━━━ DATA SHOWN ━━━

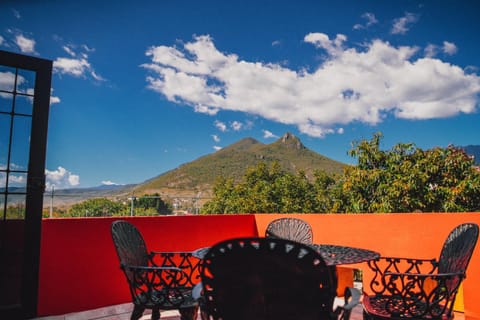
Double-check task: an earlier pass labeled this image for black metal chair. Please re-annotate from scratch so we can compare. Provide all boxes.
[363,223,478,320]
[265,218,313,244]
[197,238,359,320]
[111,221,200,320]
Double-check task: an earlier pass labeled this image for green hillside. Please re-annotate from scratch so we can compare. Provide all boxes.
[135,133,345,195]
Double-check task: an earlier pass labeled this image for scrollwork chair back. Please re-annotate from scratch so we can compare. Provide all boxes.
[111,220,198,320]
[265,218,313,244]
[363,223,479,320]
[201,238,350,320]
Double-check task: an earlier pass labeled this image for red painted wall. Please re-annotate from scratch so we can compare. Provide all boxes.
[38,213,480,319]
[38,215,257,316]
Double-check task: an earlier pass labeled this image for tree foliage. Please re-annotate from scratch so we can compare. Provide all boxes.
[70,198,126,217]
[65,193,172,217]
[202,162,332,213]
[135,193,172,215]
[337,133,480,212]
[202,133,480,213]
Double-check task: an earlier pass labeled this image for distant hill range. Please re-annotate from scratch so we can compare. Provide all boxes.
[133,133,345,197]
[45,133,480,204]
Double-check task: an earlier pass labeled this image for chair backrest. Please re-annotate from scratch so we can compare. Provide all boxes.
[265,218,313,244]
[111,220,149,283]
[201,238,336,320]
[438,223,478,273]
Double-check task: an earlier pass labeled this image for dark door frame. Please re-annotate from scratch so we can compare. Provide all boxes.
[0,50,52,319]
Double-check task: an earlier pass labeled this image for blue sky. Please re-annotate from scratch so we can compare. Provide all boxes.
[0,0,480,189]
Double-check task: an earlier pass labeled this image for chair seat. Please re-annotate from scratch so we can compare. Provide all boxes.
[133,287,198,310]
[363,295,453,320]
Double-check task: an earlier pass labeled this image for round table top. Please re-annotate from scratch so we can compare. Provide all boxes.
[192,244,380,266]
[310,244,380,266]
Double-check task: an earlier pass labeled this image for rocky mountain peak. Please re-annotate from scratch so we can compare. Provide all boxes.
[279,132,305,150]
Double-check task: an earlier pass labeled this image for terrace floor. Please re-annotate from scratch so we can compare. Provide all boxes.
[35,303,465,320]
[35,303,364,320]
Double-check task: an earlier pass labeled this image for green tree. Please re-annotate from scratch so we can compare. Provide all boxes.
[333,133,480,212]
[69,198,128,217]
[135,193,172,215]
[202,162,316,213]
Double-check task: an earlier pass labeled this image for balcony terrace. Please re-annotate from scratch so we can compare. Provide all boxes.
[31,213,480,320]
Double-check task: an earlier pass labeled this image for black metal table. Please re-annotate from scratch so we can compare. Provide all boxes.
[192,244,380,266]
[309,244,380,266]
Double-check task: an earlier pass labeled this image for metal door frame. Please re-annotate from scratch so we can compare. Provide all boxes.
[0,50,52,319]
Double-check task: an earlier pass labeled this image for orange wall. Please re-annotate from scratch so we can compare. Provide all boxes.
[37,215,257,316]
[256,213,480,319]
[38,213,480,320]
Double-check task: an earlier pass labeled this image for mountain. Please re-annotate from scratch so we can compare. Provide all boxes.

━━━

TASK INSTRUCTIONS:
Copy every line above word for word, leaving out the pictures.

THE RESPONSE:
Double-check task: an earlier pass labeled this image for black metal chair. Please re-annotate from scratch so we can compare. Provide all boxes.
[363,223,478,320]
[265,218,313,244]
[197,238,359,320]
[111,221,200,320]
Double-check task: an earlier pass labeled this image for green hillside. Please re-annotate from scratch so we can compare. Provide all boxes.
[135,133,345,195]
Double-check task: an earlier pass labeled this image for scrollwork chair back. Please re-annotate from scratch so we can compare. Provide all boxes.
[111,220,198,320]
[265,218,313,244]
[363,223,479,320]
[201,238,350,320]
Double-check task: an earlier pass labeled this image for red painted wall. Please re-annotate from scratch so we can compare. Provide all boxes.
[38,213,480,319]
[38,215,257,316]
Double-check task: an earlier pass labeled this image for tree foliage. Please re-annotate from scratch so we can compare. Provide all boxes.
[70,198,126,217]
[65,193,172,217]
[202,162,332,213]
[135,193,172,215]
[337,133,480,212]
[202,133,480,213]
Double-check task: an earlier pass labeled this image for distant hill range. Please re-annotate from scratch so we can compare. Provide all boxes.
[133,133,345,197]
[45,133,480,204]
Double-check task: an earlier pass labeled this image for chair backrest. Please re-annotate from scratch so we can compare. Provide all boxes.
[265,218,313,244]
[111,220,149,283]
[201,238,336,320]
[438,223,478,273]
Double-check task: an earlier pass labeled this image for dark door frame. Please re-annotate from scratch so we can compare. Provide all boxes.
[0,50,52,319]
Double-check task: an earlier pass labeled this image for blue sky. Please re-annotate from scratch so we can compare. Provide all boxes.
[0,0,480,189]
Double-check task: an earlier pass labeled this image for chair seat. Please re-annotate from scratch so we can compare. Provide all boxes.
[133,287,198,310]
[363,295,453,320]
Double-check task: an earlier pass labeled this image for round table top. Please re-annotate from scratch so we can compare. Provide all boxes.
[192,244,380,266]
[310,244,380,266]
Double-check task: an earlier pass labeled this image for rocky mountain peak. Please re-annotate from scratch so we can compare. Provide all boxes.
[279,132,305,150]
Double-check task: an earlier pass labeled this image for terrace floor. Please re-annotate from scratch so we can compare. Provide all boxes.
[35,303,465,320]
[35,303,364,320]
Double-check task: an earlier pass labeled this image for green tree. Please re-annotate from scratch so we can compare. Provide all boxes.
[333,133,480,212]
[69,198,128,217]
[135,193,172,215]
[202,162,316,213]
Double-check task: an earlier pass labeled this image for balcony terrace. Please re-annotate from scratch so we can compare. Provide all boxes.
[31,213,480,320]
Double-check task: an earlier pass labeled this image for black metal table. Please re-annotate from scratch so we can compare. Provide all boxes.
[192,244,380,266]
[309,244,380,266]
Double-check task: an earlier pass labeled this image for metal door frame. Please re-annotate from scratch so we can compare. Provide all boxes.
[0,50,52,319]
Double-check task: an earlier pass labeled this image for orange wall. Please re-annotate from scratch so we can compare. Provide all boxes.
[37,215,257,316]
[256,213,480,319]
[38,213,480,320]
Double-check task: an earlier pass labeled this image for mountain. Please re-annotate from scratch so we can compare. Provide all boxes.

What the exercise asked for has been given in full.